--- PROVIDED DATA ---
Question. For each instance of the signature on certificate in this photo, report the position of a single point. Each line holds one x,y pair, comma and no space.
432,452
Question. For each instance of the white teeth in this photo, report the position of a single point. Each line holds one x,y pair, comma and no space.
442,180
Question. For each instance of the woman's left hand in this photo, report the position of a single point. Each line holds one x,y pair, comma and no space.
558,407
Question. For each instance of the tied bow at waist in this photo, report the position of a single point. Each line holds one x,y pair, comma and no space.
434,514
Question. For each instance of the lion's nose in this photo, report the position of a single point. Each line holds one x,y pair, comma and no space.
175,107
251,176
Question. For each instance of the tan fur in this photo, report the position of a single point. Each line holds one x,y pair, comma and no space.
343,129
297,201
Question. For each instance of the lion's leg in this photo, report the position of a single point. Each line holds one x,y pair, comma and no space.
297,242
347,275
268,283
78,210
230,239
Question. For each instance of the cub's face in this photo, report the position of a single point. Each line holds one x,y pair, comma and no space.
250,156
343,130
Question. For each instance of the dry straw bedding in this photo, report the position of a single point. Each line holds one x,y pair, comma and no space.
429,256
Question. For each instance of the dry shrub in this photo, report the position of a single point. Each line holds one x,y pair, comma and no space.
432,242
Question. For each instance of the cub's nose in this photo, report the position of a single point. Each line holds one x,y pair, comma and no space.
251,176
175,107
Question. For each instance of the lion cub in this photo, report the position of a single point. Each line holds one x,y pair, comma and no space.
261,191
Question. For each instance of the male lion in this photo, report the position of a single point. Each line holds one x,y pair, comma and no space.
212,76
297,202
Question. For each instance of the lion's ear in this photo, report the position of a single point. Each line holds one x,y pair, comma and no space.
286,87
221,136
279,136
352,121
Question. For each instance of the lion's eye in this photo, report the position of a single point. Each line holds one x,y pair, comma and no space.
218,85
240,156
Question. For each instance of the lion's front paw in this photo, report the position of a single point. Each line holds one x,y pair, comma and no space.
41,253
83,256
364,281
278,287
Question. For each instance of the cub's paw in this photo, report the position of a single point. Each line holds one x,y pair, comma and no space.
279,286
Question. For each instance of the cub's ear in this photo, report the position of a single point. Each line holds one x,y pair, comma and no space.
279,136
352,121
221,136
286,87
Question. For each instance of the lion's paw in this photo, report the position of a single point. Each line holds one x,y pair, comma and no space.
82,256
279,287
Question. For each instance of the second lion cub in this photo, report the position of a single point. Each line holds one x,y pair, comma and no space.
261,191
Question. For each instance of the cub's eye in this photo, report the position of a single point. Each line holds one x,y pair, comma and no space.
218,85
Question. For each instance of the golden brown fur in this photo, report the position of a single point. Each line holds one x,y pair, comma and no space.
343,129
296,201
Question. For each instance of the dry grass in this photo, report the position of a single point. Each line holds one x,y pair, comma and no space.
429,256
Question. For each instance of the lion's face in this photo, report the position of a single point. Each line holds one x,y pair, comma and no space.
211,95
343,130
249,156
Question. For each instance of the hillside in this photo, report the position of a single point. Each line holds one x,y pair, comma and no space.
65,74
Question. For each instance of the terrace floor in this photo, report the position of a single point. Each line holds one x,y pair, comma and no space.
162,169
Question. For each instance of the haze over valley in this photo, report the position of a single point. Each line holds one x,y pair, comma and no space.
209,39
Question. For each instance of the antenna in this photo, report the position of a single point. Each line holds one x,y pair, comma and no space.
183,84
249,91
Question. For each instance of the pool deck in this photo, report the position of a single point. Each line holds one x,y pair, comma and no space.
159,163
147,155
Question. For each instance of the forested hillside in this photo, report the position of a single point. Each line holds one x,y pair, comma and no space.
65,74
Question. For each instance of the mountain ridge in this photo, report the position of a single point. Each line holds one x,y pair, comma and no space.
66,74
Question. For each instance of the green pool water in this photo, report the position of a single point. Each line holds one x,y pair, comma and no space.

--- WHAT THE TASK REQUIRES ---
Faithfully copy every entry, leaving nothing out.

--- FINISHED TASK ---
Question. For each instance of the signature on certificate in this photo, report the position of a single point. Each line holds one x,y pair, comma and no space.
432,452
Question. For each instance of the white teeth in this photo, report the position of a single point. Each line holds one x,y pair, comma and no space.
442,180
Question. For each instance of the woman's left hand in this photo, report the position of a single point. Each line holds one x,y pair, comma and no space.
558,407
Question. For each instance of the tied bow at waist in this photo, report the position of a single point. Each line holds one x,y pair, comma and no space.
434,514
Question. For each instance of the lion's nose in this photo, report the position of a single point. Each line holds one x,y pair, comma and no space.
175,107
251,176
Question. For each instance of the tan fur in this photo, report the position of a single point. Each line holds one x,y pair, comma and no space.
343,129
297,201
Question. For each instance of the lion's leg in this photo, report the position of a single point. Each line holds one x,y pair, comma and no space.
297,242
347,275
268,283
78,210
230,239
Question. For each instance of the cub's face in this photo, report the position of a single point. Each line holds one x,y pair, comma and no space.
250,156
343,130
Question. For each instance of the dry straw bedding in this photo, report the position of a single point. Each line holds one x,y pair, comma and no space.
429,256
Question. For each instance of the dry shrub in this photo, report the position of a single point. Each line holds one x,y pair, comma and no space.
432,242
Question. For each instance of the cub's nose in this photo, report the position of a single point. Each line holds one x,y pair, comma and no space.
251,176
175,107
Question. For each instance of the lion cub in this photo, report the position of a single point. Each line holds one x,y pair, comma and no space.
261,191
Question. For each instance of the male lion in this photo, report the position of a single point. Each line holds one x,y pair, comma and no space.
212,76
297,202
Question. For each instance of the lion's ear in this photo, report the position of a single point. Each line holds one x,y pair, comma and no space.
286,87
221,136
279,136
352,121
Question. For each instance of the lion's eye in this photo, report the position of a single point. Each line holds one x,y pair, comma and no space.
218,85
240,156
Question. For each instance of the lion's front paw in this photo, report the position of a single point. Each line holds one x,y pair, comma and no space.
41,253
83,256
364,281
278,287
Question. For each instance of the cub's paw in this photo, report the position of a single point. Each line holds one x,y pair, comma and no space.
279,286
Question. For each instance of the cub's ear in this photo, report the position of a single point. Each line holds one x,y pair, comma and no space.
279,136
352,121
221,136
286,87
Question. For each instance of the lion's paw in this photo, report the position of a single point. Each line holds one x,y pair, comma and no space.
82,256
279,287
Question. For each instance of the second lion cub in this photo, report the position of a single point. Each line holds one x,y pair, comma and no space.
261,191
Question. For each instance of the cub's eye in this photo, report the position of a single point. Each line holds one x,y pair, comma and no space.
218,85
Question. For each instance of the golden brown fur in this photo, report the position of a single point. Each line holds one x,y pair, comma and no space.
343,129
296,201
Question. For each instance of the dry grass in this photo, report the position of a single point. Each line holds one x,y pair, comma and no space.
429,256
Question. For each instance of the lion's face in this photo, report the position of a single point. Each line holds one x,y pair, comma and no space.
211,95
343,130
249,156
Question. For each instance of the hillside in this photo, report the position of a single point. Each line holds one x,y pair, comma and no space.
65,74
Question. For each instance of the terrace floor in this photo, report the position of a single point. Each line holds one x,y pair, comma and no space.
162,169
Question. For each instance of the haze over valley in this photo, report the position of a single point. Each line holds one x,y pair, comma and no space.
209,39
Question. For each instance of the antenna in this photo, report the position of a single point. Each line holds one x,y pair, comma and no space.
183,84
249,91
Question. For each instance of the pool deck in this photo, report the position of a single point. Each line holds one x,y pair, comma and no space.
159,163
147,155
Question. For each instance of the forested hillside in this photo, report the position of a single point. Each line holds one x,y pair, comma and no space.
65,74
Question. For each instance of the mountain ridge in this photo, report the position of a single point. Each line holds one x,y pair, comma and no space.
66,74
Question. For each instance of the green pool water in this photo, report the position of a single point. Each line holds one x,y pair, comma and no space.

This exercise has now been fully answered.